* _DOCUMENT SEGMENT_
>>

# Carry two rifles



## Brutus (Mar 29, 2006)

Do any of you carry two rifles afield? i know a lot of you carry a sidearm too. On some level I appreciate the focus of the hunt and the watching. Say I'm deer hunting...Why confuse the issue by having my .22 with me in case a couple of squirells runs out? It's a deer hunt. On the other hand I like making a hike out of sometimes. Having the .243 and the .22 would be neat no matter what came accross my path or near the camp.


----------



## Cleankill47 (Jan 19, 2006)

In a situation like that, it would make sense (if you didn't want to bring two rifles), to instead make the .22 your sidearm. There's plenty of good .22 revolvers out there, and the Ruger Mark III pistol is incredibly accurate. That way, you can have the .22 with you while you're deer hunting, and not have to switch main guns to take out a chattering squirrel.

:sniper:


----------



## Fossilman (Mar 12, 2006)

When deer hunting I carry my .22,220-Swift and 7MM Mag.


----------



## Jiffy (Apr 22, 2005)

<<

* _DATA RECORDS_

>>

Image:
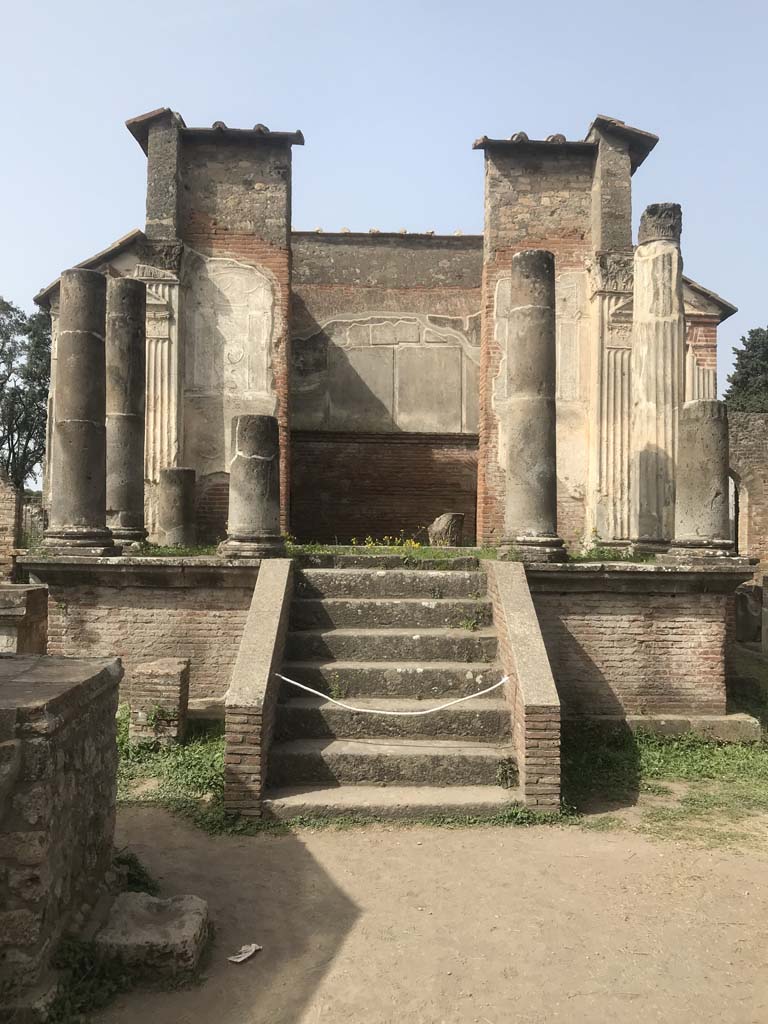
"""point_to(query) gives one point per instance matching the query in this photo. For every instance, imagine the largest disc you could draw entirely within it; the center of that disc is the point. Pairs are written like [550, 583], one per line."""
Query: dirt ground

<<
>>

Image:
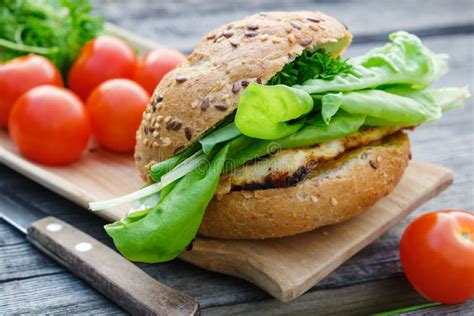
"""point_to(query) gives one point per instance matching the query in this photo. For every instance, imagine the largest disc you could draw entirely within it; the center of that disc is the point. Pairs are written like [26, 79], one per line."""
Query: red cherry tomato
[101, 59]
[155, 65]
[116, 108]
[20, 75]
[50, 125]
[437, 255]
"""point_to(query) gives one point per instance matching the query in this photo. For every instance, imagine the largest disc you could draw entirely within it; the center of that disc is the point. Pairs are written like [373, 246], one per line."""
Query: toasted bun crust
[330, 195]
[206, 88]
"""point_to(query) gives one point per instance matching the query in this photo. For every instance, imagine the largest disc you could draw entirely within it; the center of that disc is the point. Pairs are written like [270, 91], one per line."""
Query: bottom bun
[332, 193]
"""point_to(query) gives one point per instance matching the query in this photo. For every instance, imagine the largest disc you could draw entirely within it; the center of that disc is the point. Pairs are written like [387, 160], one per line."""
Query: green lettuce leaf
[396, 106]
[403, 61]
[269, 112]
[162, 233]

<<
>>

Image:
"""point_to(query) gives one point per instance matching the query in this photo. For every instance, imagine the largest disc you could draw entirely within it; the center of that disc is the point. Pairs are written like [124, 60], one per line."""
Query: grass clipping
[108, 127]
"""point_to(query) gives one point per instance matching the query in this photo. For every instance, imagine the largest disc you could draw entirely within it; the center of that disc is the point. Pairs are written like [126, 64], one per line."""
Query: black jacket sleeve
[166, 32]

<<

* _WHAT THE TASK REQUIRES_
Write the next part of the forum thread on carrying two rifles while hunting, starting after its last line. The records are separate material with no connection to the forum thread on carrying two rifles.

* _TASK OUTPUT_
Cleankill47 said:


> In a situation like that, it would make sense (if you didn't want to bring two rifles), to instead make the .22 your sidearm. There's plenty of good .22 revolvers out there, and the Ruger Mark III pistol is incredibly accurate. That way, you can have the .22 with you while you're deer hunting, and not have to switch main guns to take out a chattering squirrel.
> 
> :sniper:


In ND it is illegal to carry any sidearm (while hunting deer) that is not legal to shoot a deer with....at least that is my understanding. Anybody else interput it that way???


----------



## Jiffy (Apr 22, 2005)

Handgun (pistol or revolver or single shot) cartridge cases under .40 caliber must be at least 1.285 inches in length and bullets must be at least .257 inches in diameter. Handgun cartridge cases of .40 caliber or larger must be at least .992 inches in length. Muzzle-loading handguns must be .50 caliber or larger.

I got that info here: http://gf.nd.gov/licenses/deerguide.html#weapons


----------



## Bob Kellam (Apr 8, 2004)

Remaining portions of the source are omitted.